Sunulan alıntı:
****************************************
Uçuş ekibine 14 Temmuz 2016 tarihinde bir gün sonrası için önemli bir görev verilmiştir. Hava Kuvvetleri Komutanı Orgeneral Abidin Ünal’ı İstanbul’a götürecek, gece İstanbul’da konaklayacak ve 16 Temmuz Cumartesi günü komutanla birlikte buradan İzmir’e uçacaklardır.
*
Orgeneral Ünal’ı taşıyan uçak, 15 Temmuz sabahı sabah saat 08.45’te Atatürk Havalimanı’na iner. Komutana emir subayı Yüzbaşı Temel Karagöz, koruma ekibinden Astsubay Yakup Yiğit de eşlik etmektedir. Orgeneral Ünal, gündüz resmi temaslarını yapar, akşam da Moda Deniz Kulübü’nde Korgeneral MehmetŞanver’in kızının düğününe gider.
İşler bundan sonra karışır. Darbe girişimi başlar. Buradaki önemli bir ayrıntı, Korgeneral Şanver’in tehlikeli bir durum olduğunu görünce -kendi ifadesine göre- Orgeneral Ünal’a uçağının nerede olduğunu sorması, Atatürk Havalimanı’nda olduğunu öğrenince “Müsaade ederseniz uçağı Sabiha Gökçen’e gönderelim, çünkü köprüler tutulmuş” demesidir.
Şanver, uçağın Anadolu tarafındaki havalimanına intikal ettirilmesi talimatını düğünün davetlileri arasında bulunan Hava Harp Okulu Komutanı Tümgeneral Fethi Alpay’a (tutuklu) verir.
****************************************
Sağlanan malzeme:
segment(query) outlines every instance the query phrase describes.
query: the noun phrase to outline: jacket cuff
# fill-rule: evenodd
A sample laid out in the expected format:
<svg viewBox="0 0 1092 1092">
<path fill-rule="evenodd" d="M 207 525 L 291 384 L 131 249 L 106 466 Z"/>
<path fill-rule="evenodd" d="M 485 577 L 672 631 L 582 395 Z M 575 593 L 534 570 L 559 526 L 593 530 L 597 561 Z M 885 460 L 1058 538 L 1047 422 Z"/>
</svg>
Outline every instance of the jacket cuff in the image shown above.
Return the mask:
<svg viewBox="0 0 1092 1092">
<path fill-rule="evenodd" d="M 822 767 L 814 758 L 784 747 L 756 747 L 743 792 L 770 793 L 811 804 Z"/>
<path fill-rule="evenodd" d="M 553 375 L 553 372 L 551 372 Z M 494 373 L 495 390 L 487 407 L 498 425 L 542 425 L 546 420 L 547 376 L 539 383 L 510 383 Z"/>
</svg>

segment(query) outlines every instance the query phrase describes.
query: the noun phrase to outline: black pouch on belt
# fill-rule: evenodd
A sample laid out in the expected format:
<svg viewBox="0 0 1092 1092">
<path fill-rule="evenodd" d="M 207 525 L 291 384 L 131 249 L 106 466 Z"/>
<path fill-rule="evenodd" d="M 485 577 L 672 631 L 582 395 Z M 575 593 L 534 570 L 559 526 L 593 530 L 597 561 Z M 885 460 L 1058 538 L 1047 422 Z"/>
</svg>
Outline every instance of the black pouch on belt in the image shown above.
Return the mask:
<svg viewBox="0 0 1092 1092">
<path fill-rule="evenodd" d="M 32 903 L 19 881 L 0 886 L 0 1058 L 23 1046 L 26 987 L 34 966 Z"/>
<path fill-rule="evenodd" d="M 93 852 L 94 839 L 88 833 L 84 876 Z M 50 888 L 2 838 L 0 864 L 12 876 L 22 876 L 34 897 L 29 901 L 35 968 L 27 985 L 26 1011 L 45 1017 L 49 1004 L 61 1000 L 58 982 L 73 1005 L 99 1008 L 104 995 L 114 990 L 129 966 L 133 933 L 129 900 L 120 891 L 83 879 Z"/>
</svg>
****************************************
Görevler:
**a.** Orgeneral Abidin Ünal'ın uçağıyla ilgili metni iki cümleyle özetleyin.
**b.** Orgeneral Abidin Ünal'ın uçağıyla ilgili metnin devamını yazın.

Sıralı yanıtlar:
**a.** Uçuş ekibine, Hava Kuvvetleri Komutanı Orgeneral Abidin Ünal'ı İstanbul'a götürme ve 16 Temmuz'da onunla İzmir'e uçma görevi verilir; uçak 15 Temmuz sabahı Atatürk Havalimanı'na iner ve Ünal akşam Moda Deniz Kulübü'ndeki bir düğüne gider. Darbe girişimi başlayınca Korgeneral Şanver köprülerin tutulduğunu söyleyerek uçağın Sabiha Gökçen'e gönderilmesini önerir ve bu talimatı Tümgeneral Fethi Alpay'a verir.

**b.**
Daha sonraki süreçte aynı talimat “acil iniş” vurgusuyla komutanın emir subayı Yüzbaşı Temel Karagöz (tutuklu) tarafından uçağın ikinci pilotu Üsteğmen Sarıaltın’a da iletilir. Sarıaltın, bu noktada Sabiha Gökçen’e gidiş konusunda Ankara’daki filo komutanı Binbaşı Hasan Kaptanoğlu ve Etimesgut Üssü’nün Harekât Komutanı Kurmay Albay İsmail Günaydın’a (2016 YAŞ’ta tuğgeneralliğe terfi etti) bilgi verdiklerini de söylüyor savcılık ifadesinde.
*
Orgeneral Ünal saat 24.00 sularında Moda Deniz Kulübü‘nde darbeciler tarafından derdest edilir. Bu arada saat 00.11’de Orgeneral Ünal’ın VIP uçağı Atatürk Havalimanı’ndan Sabiha Gökçen’e doğru havalanır ve kısa bir yolculuktan sonra buraya iner. Moda Deniz Kulübü’nden havalanmış olan bir helikopter de kısa bir süre sonra uçağın yanına iniş yapar. Orgeneral Ünal, helikopterden yanında kendisini derdest etmiş olan özel koruma Yakup Yiğit ve tam teçhizatlı 5 MAK mensubu ile birlikte iner. Grup doğruca uçağa geçer.
Resmi kayıtlarına göre, 01.10’da Abidin Ünal’ı taşıyan uçak kalkış yapar ve Akıncı’ya doğru yol almaya başlar. VIP uçağı saat 02.00 sularında darbenin merkezi olan Akıncı Üssü’ne inmiştir. Ünal, burada 141. Filo’daki bir odaya kapatılır. Verdikleri ifadeye göre, uçuş ekibine üs komutanının emri olarak Akıncı’da beklemeleri gerektiği söylenir. Pilot Bora, temas ettikleri Etimesgut’taki filo komutanlarının da Akıncı’da kalmalarını istediğini belirtiyor.
Bu sırada Akıncı’nın pistinde yoğun bir uçuş faaliyeti sürmektedir. Üsten kalkan F-16’lar Ankara üzerinde terör estirmektedir. Uçağı üste emniyetli bir yere park edip içinde beklemeye başlarlar. Sabah saat 08.00 sularında pist bombalanır. Ekip kulenin karşısındaki ‘bariyer atölyesi’ binasına kaçar ve burada saklanır uzun bir süre.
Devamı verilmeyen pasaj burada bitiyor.